What is being asked:
Please gather and copy every line in the rows below that contains the word "marram".

** Start Rows **

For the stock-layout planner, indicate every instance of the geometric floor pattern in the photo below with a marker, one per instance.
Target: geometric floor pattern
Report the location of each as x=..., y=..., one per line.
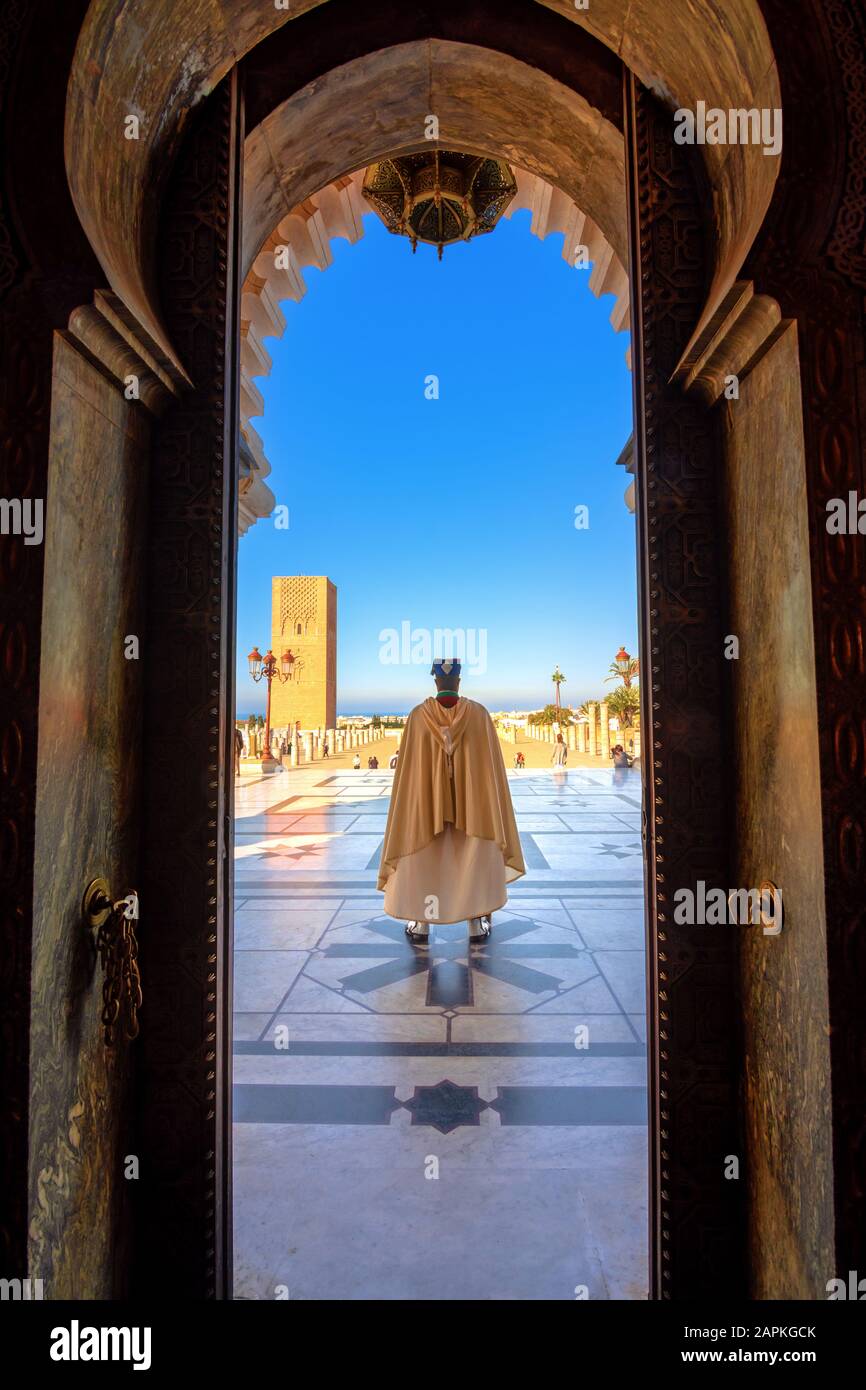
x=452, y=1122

** End Rows **
** Start Rows **

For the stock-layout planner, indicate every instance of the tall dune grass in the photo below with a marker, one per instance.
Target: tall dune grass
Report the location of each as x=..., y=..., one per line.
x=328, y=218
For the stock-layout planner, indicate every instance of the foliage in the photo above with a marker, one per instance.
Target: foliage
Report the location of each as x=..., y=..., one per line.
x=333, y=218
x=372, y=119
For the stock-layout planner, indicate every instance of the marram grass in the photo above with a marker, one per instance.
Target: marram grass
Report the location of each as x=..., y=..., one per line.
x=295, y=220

** End Rows **

Output of the task:
For the stock-layout planner, indicate every instance of the marram grass in the photo above with a marker, one per instance.
Target: marram grass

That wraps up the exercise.